> _Problem statement_: Show each line of the listing below that contains the word "floor".

-- START OF Input material --

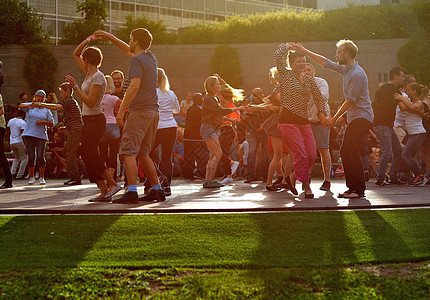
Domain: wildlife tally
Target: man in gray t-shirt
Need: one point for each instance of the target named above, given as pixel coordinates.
(359, 111)
(142, 121)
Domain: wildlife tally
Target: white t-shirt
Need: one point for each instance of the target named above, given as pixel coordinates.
(16, 126)
(168, 105)
(96, 79)
(108, 104)
(245, 147)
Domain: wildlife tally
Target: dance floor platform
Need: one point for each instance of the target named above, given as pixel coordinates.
(189, 197)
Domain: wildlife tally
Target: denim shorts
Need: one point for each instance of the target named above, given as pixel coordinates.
(209, 132)
(322, 136)
(112, 132)
(139, 133)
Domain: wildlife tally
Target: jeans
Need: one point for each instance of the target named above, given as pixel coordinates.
(195, 152)
(226, 140)
(166, 138)
(109, 145)
(20, 162)
(72, 160)
(353, 140)
(300, 139)
(3, 160)
(94, 129)
(390, 151)
(35, 149)
(255, 140)
(412, 146)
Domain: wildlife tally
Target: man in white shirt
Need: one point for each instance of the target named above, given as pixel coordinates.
(321, 133)
(16, 127)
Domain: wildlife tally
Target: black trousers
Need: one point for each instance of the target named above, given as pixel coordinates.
(94, 129)
(353, 140)
(3, 160)
(195, 152)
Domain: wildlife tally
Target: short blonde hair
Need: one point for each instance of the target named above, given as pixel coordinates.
(348, 46)
(274, 73)
(209, 85)
(163, 81)
(229, 92)
(110, 87)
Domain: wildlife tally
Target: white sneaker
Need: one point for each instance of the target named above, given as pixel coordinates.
(234, 167)
(227, 180)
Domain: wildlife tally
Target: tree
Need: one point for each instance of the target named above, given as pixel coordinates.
(226, 63)
(93, 12)
(40, 67)
(157, 29)
(20, 24)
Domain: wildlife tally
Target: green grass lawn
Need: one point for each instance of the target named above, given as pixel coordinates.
(292, 254)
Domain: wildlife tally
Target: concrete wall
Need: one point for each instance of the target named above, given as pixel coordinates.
(187, 66)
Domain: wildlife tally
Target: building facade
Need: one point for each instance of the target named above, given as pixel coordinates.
(174, 13)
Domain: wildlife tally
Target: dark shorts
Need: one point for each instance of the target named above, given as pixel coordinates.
(139, 133)
(209, 132)
(321, 135)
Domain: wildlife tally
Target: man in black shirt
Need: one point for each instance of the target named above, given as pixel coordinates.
(118, 79)
(384, 109)
(74, 125)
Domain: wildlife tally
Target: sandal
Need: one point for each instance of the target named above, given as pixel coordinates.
(309, 196)
(292, 188)
(272, 188)
(103, 199)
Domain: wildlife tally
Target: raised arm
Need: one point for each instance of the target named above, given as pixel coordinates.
(121, 45)
(319, 59)
(91, 99)
(50, 106)
(78, 51)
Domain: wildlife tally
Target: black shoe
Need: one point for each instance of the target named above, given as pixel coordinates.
(73, 182)
(6, 186)
(154, 195)
(272, 188)
(325, 186)
(167, 191)
(366, 176)
(251, 179)
(128, 198)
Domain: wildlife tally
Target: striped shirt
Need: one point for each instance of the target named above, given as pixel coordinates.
(72, 114)
(295, 94)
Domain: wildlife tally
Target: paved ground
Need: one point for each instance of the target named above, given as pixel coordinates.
(189, 196)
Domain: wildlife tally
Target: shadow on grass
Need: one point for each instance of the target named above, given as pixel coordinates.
(50, 241)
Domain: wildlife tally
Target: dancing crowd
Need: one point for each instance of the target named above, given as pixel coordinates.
(135, 127)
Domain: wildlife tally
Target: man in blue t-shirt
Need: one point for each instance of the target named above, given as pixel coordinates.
(358, 108)
(142, 121)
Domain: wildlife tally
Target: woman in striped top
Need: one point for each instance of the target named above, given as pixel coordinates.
(296, 89)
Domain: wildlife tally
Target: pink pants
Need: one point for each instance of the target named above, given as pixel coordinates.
(300, 139)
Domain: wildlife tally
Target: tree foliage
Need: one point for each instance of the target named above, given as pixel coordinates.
(93, 13)
(20, 24)
(226, 63)
(157, 29)
(40, 66)
(356, 22)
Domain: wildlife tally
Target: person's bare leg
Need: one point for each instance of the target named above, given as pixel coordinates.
(215, 154)
(111, 183)
(326, 163)
(101, 184)
(149, 170)
(275, 162)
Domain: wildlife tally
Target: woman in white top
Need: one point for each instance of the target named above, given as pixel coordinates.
(91, 94)
(165, 137)
(109, 145)
(414, 127)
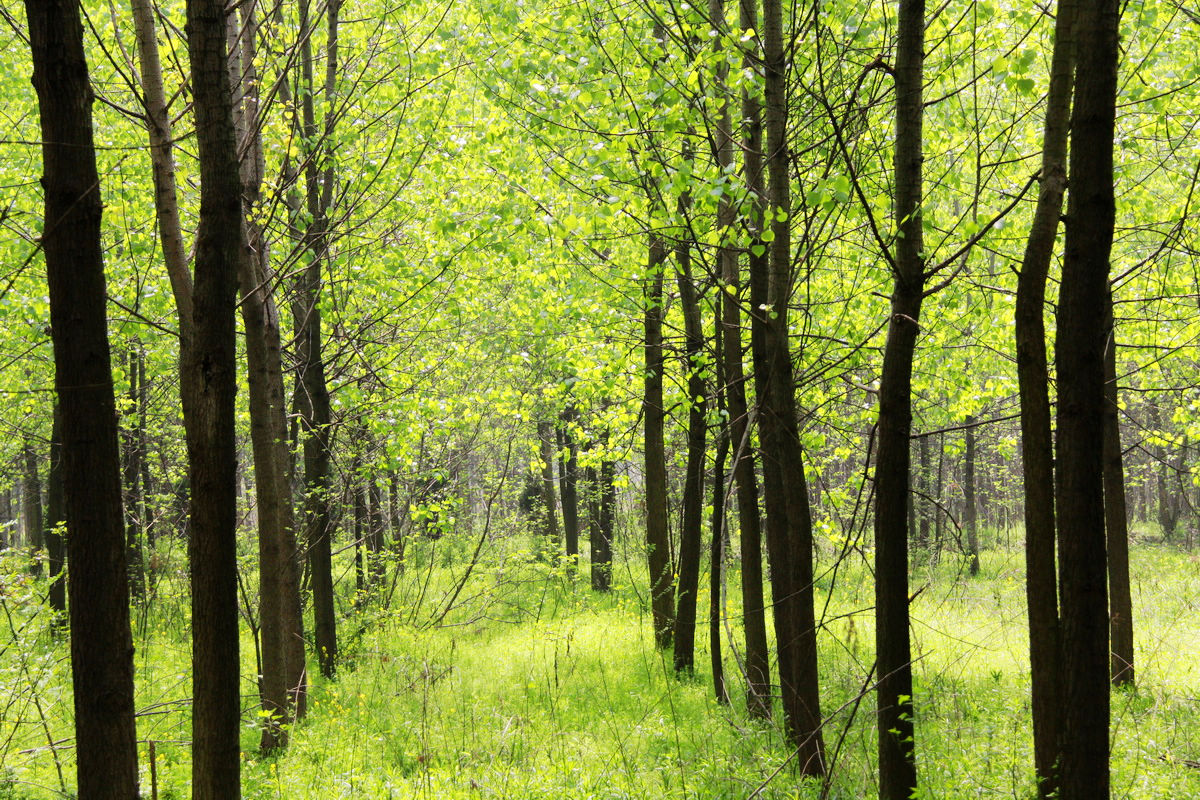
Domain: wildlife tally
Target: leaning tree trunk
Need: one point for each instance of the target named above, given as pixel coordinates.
(1037, 450)
(101, 642)
(281, 624)
(690, 531)
(1083, 569)
(658, 542)
(1116, 519)
(209, 416)
(898, 761)
(789, 517)
(757, 661)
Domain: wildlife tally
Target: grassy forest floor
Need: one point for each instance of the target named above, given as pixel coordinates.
(533, 686)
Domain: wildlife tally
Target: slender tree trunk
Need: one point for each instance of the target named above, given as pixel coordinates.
(970, 515)
(757, 661)
(898, 761)
(312, 394)
(101, 642)
(1037, 450)
(551, 541)
(789, 517)
(658, 542)
(1083, 569)
(31, 505)
(568, 482)
(691, 529)
(55, 515)
(135, 498)
(1116, 519)
(209, 416)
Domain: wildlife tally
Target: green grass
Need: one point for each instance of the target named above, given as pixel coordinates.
(533, 686)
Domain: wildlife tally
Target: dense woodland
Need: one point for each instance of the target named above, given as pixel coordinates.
(599, 400)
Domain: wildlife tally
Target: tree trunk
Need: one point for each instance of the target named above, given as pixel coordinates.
(209, 416)
(55, 516)
(1116, 518)
(789, 517)
(658, 541)
(969, 499)
(898, 761)
(1083, 569)
(280, 612)
(1037, 451)
(691, 529)
(550, 541)
(31, 505)
(757, 660)
(101, 642)
(568, 481)
(312, 392)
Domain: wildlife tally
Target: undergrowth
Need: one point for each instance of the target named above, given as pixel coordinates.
(529, 685)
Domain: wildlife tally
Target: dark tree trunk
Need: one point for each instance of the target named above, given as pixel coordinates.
(1037, 449)
(658, 542)
(550, 540)
(209, 416)
(970, 512)
(280, 612)
(568, 485)
(789, 517)
(55, 516)
(691, 529)
(1083, 569)
(757, 660)
(135, 492)
(1116, 519)
(312, 392)
(101, 643)
(898, 761)
(31, 505)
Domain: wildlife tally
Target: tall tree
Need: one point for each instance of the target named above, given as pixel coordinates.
(898, 762)
(281, 623)
(1079, 356)
(312, 390)
(786, 494)
(209, 398)
(757, 661)
(658, 541)
(1037, 446)
(101, 642)
(1116, 521)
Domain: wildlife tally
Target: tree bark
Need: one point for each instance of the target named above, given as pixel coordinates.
(101, 642)
(55, 515)
(209, 415)
(658, 542)
(970, 512)
(757, 660)
(1083, 569)
(1037, 450)
(691, 528)
(568, 485)
(1116, 517)
(898, 762)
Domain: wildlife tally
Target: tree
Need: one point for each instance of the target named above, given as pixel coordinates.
(1037, 447)
(1079, 356)
(898, 761)
(101, 642)
(209, 395)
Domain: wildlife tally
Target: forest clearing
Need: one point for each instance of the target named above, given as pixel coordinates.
(591, 398)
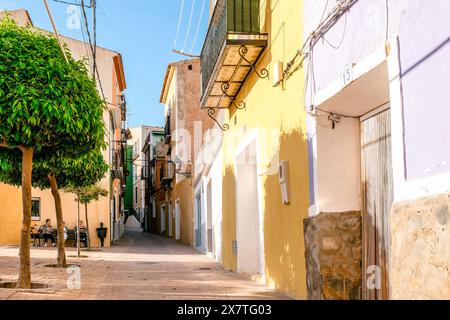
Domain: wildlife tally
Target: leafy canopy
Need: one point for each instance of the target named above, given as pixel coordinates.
(80, 172)
(45, 103)
(89, 193)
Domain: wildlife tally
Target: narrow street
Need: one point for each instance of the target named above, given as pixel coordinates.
(140, 266)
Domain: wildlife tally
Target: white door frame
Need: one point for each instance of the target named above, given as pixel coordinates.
(253, 136)
(177, 220)
(163, 218)
(170, 219)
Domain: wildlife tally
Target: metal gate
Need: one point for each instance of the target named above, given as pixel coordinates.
(377, 192)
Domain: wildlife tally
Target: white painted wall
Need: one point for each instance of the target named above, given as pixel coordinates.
(338, 165)
(215, 176)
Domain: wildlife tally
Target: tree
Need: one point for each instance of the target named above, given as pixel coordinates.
(55, 173)
(86, 195)
(47, 105)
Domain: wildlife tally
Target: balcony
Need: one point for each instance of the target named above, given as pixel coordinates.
(232, 47)
(167, 172)
(167, 131)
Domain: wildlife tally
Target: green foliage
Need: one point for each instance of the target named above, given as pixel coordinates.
(89, 193)
(84, 171)
(46, 103)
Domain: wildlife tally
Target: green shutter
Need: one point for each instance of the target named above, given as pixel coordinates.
(255, 16)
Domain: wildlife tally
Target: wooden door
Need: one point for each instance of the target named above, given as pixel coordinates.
(377, 191)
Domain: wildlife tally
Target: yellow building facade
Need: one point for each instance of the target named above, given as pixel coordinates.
(262, 235)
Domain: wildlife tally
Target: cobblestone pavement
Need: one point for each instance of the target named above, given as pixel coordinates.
(140, 266)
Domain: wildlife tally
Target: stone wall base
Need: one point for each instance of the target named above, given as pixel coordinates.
(333, 256)
(420, 249)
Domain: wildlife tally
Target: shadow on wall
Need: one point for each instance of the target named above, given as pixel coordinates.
(283, 224)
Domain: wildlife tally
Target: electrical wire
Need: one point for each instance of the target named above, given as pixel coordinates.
(202, 10)
(179, 24)
(189, 25)
(95, 72)
(70, 3)
(120, 44)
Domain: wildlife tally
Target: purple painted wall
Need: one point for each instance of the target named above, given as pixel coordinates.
(425, 62)
(423, 30)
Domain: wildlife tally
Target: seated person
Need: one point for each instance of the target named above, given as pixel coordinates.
(47, 233)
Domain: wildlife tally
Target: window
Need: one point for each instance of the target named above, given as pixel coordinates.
(36, 209)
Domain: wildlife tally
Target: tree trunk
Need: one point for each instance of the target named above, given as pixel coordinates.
(24, 281)
(62, 263)
(87, 227)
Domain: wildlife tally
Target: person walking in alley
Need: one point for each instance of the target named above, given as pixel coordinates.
(47, 233)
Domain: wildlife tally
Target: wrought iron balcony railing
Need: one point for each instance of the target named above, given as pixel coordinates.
(233, 45)
(230, 16)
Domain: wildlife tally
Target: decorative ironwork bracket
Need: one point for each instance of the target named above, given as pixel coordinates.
(211, 113)
(263, 74)
(240, 105)
(225, 87)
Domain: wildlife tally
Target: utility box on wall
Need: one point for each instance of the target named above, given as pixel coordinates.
(283, 174)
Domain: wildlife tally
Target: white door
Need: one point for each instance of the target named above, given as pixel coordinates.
(249, 244)
(177, 220)
(170, 220)
(163, 219)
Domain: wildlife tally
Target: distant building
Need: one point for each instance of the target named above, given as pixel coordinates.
(137, 142)
(184, 128)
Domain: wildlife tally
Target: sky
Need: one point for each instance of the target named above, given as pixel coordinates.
(143, 31)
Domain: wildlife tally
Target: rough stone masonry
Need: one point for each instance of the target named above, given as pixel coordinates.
(420, 248)
(333, 256)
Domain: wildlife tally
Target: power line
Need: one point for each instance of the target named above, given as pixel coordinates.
(55, 30)
(71, 3)
(198, 26)
(179, 24)
(142, 82)
(189, 25)
(95, 68)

-- END OF Input material --

> _Reply_:
Target: dance floor platform
Target: grassy forest floor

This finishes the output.